It’s the day after therapy, and I woke up in the middle of the night with a killer migraine.  Those are usually attached to a part of me on the inside.  K (part) is the one who has been going through these difficult memories and sharing them in therapy.  I shouldn’t be surprised about her getting a migraine, because she has gone through so much lately.

K is a fighter and I am so proud of the work she has done, and continues to do.  She is spunky, out-spoken, and does not like to talk about painful things…but who really does??  Since we figured out she has the migraines, we know that it is a body memory, and usually they can’t be fixed with meds.

I have a “cocktail” of meds to take when it comes on, since migraines are debilitating, but it knocks me out.  I sleep and give it time to dissipate.  The problem is, I don’t like taking meds, these particular ones make me groggy the rest of the day, and I sleep for 8-10 hours.  Now, that may sound awesome, since I only get 3-4 hours a night.  It’s the after effects of feeling drugged, that I don’t care for very much.

Thankfully, it doesn’t happen very often these days.  And I am glad I have a plan, with a way to combat the migraine.  K has spent all day wrapped up in her gray, soft, and warm blanket.  We feel so secure and safe inside our own private cave.  Somedays it’s okay to lay around, in your PJs, with a fire and warm cozy blanket.  It’s like being wrapped up in the arms of our heavenly Father, who says, “I will never leave you, or abandon you.”

◆ TASK GOAL
According to the migraine post, how many hours of sleep does the writer usually get a night?

(Records taken from a dataset)

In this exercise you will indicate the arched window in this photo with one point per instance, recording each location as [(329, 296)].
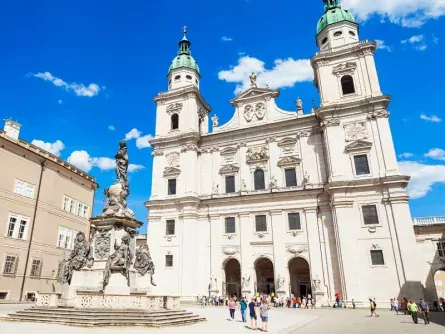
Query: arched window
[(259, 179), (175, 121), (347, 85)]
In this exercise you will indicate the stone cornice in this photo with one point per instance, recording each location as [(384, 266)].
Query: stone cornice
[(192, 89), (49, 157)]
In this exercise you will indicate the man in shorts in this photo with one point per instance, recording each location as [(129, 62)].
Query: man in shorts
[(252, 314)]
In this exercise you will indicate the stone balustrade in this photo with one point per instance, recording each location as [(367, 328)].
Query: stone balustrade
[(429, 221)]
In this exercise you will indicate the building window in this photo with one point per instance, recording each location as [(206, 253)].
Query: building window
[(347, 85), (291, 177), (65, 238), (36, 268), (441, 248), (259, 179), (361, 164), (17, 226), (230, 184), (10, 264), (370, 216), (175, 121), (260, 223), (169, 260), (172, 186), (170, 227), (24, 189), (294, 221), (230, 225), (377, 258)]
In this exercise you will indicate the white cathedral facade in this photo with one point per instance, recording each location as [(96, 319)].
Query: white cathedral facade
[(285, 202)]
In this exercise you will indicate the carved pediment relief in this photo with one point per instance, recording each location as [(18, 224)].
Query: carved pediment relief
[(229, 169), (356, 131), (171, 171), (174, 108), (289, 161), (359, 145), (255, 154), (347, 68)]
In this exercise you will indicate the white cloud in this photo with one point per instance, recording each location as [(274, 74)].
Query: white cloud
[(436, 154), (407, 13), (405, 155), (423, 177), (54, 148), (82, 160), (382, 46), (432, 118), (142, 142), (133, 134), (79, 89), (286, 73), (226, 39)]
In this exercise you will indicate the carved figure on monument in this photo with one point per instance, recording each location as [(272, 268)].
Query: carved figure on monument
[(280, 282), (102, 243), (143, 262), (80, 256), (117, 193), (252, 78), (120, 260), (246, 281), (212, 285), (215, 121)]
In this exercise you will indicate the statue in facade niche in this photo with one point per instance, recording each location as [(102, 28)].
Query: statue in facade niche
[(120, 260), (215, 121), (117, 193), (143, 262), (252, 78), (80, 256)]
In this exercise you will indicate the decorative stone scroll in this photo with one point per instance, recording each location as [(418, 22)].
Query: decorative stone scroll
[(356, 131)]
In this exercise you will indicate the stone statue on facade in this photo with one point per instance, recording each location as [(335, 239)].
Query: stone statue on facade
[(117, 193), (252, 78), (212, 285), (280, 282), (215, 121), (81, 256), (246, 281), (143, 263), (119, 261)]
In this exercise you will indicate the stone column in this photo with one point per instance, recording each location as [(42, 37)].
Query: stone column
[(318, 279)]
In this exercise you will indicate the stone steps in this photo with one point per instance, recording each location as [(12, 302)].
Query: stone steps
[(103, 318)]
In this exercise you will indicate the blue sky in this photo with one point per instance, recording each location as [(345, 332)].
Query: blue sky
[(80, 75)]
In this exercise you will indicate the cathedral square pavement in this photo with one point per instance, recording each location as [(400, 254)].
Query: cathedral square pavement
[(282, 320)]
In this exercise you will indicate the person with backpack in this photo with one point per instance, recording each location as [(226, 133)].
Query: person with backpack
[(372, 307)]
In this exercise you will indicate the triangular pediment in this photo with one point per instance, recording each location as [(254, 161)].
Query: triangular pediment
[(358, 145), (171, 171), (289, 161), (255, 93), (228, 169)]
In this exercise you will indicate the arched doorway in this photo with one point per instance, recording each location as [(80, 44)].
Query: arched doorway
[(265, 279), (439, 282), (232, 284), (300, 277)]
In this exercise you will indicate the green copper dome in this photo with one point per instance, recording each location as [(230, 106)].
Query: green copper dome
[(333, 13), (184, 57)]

---

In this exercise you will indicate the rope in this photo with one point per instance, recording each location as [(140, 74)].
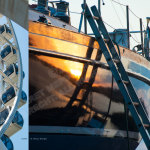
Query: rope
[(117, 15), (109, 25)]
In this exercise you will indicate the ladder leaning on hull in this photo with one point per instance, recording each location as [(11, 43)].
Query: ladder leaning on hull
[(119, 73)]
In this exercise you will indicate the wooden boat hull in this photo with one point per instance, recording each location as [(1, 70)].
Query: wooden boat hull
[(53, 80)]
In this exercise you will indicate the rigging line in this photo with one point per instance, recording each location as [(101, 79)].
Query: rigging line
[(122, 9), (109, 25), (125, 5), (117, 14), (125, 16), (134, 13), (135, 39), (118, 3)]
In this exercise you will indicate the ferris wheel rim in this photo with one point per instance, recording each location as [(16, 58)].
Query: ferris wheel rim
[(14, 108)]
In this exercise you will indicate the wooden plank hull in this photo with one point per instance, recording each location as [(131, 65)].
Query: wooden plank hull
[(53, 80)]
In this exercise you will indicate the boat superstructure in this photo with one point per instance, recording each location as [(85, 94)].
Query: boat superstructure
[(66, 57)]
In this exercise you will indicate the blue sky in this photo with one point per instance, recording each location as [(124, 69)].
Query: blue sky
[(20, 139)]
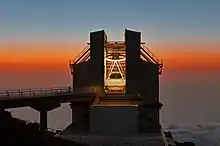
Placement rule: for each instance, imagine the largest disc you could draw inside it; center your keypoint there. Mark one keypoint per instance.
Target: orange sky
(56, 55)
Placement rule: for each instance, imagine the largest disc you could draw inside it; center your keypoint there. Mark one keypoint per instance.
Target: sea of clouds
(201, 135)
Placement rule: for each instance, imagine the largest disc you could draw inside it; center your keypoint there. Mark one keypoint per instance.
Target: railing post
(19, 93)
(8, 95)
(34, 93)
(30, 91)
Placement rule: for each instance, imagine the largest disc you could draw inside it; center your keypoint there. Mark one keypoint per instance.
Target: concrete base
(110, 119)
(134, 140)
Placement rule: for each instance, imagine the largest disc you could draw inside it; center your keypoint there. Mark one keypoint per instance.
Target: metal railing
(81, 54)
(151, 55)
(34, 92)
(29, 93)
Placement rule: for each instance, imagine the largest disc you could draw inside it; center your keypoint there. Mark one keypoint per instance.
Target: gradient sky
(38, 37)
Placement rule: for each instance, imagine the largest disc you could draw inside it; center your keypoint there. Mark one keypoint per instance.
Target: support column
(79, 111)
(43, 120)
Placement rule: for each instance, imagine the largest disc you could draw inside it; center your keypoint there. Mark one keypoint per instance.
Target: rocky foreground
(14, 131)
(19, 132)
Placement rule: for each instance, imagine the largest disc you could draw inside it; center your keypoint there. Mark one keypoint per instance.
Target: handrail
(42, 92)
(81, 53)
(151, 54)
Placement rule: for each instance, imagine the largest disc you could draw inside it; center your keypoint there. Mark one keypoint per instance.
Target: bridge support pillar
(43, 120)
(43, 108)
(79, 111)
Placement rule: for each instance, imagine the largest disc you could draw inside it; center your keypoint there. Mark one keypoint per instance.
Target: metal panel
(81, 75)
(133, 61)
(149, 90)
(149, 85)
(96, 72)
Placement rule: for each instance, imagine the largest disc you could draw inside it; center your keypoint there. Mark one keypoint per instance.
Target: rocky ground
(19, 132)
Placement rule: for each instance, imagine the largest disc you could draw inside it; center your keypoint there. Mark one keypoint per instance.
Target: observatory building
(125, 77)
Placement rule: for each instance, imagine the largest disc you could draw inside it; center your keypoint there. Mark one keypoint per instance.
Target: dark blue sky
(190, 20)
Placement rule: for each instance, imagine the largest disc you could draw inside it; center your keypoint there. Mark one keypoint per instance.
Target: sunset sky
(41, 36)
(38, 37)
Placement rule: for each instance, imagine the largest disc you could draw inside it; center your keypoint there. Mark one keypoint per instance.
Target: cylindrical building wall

--

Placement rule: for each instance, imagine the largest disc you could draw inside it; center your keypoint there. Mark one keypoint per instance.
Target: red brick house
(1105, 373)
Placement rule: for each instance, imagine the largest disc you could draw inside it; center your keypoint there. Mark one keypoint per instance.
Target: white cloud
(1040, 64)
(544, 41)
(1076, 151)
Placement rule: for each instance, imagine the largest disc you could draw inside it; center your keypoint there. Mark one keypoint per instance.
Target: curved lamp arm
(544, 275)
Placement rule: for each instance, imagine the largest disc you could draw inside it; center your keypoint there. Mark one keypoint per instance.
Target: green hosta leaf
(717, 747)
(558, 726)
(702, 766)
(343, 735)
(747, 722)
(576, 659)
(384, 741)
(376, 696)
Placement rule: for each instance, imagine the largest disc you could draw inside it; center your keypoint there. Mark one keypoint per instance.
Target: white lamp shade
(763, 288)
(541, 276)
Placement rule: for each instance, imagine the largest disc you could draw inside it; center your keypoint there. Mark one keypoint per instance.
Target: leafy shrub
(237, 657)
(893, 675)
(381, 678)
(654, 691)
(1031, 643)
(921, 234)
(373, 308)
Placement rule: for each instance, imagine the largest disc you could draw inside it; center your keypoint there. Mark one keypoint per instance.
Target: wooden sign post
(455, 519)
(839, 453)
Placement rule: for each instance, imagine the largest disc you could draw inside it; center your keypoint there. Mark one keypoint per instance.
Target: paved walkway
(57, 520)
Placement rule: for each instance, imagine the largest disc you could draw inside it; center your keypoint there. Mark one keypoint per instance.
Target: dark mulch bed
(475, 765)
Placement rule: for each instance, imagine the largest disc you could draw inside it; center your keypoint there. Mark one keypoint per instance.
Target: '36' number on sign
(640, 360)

◆ SOLVED PROBLEM
3-4 hours.